### Your assignment
Copy every line that contains the string "each" from the entries below.

### Extracted material
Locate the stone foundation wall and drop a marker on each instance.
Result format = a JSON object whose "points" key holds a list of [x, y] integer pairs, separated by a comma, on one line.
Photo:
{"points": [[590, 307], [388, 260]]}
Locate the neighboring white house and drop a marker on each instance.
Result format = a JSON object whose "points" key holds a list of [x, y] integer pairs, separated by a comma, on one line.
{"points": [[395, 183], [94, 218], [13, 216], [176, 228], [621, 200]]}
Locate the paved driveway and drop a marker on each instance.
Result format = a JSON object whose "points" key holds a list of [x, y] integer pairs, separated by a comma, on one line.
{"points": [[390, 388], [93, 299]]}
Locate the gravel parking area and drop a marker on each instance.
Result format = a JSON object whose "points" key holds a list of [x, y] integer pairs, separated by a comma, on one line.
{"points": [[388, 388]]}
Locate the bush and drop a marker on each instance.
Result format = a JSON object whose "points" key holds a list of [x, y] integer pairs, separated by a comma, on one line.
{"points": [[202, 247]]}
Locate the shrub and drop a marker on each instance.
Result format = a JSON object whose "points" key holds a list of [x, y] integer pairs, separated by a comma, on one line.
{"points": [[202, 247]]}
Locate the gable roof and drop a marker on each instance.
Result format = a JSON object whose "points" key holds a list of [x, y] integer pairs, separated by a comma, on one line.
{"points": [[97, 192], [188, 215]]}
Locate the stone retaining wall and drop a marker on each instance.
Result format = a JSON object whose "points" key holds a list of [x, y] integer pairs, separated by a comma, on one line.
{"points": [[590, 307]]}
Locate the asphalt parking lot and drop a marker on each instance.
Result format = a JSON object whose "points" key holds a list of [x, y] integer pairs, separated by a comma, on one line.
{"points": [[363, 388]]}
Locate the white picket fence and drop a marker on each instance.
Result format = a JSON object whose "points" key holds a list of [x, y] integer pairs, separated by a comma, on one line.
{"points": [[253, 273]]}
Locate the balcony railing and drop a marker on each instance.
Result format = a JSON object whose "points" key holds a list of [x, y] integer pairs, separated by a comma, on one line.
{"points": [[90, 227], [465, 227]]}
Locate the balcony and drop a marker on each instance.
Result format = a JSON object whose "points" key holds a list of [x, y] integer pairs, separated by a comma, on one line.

### Answer box
Locate the stone foundation wall and drop a marker on each instance.
Locate the neighboring white house and drop a marker on each instance.
Locate the paved driveway and drop a marker on each instance.
Locate the gravel parking area and drop a marker on each instance.
Locate the bush and drop a marker on each instance.
Locate the shrub and drop a marker on each instance.
Locate the gable roof and drop a marker on each instance.
Locate the stone retaining wall and drop a marker on each instance.
Locate the asphalt parking lot and drop a marker on each instance.
Locate the white picket fence and drop a marker on each instance.
Locate the balcony railing and drop a marker on each instance.
Locate the balcony and drop a marker on each instance.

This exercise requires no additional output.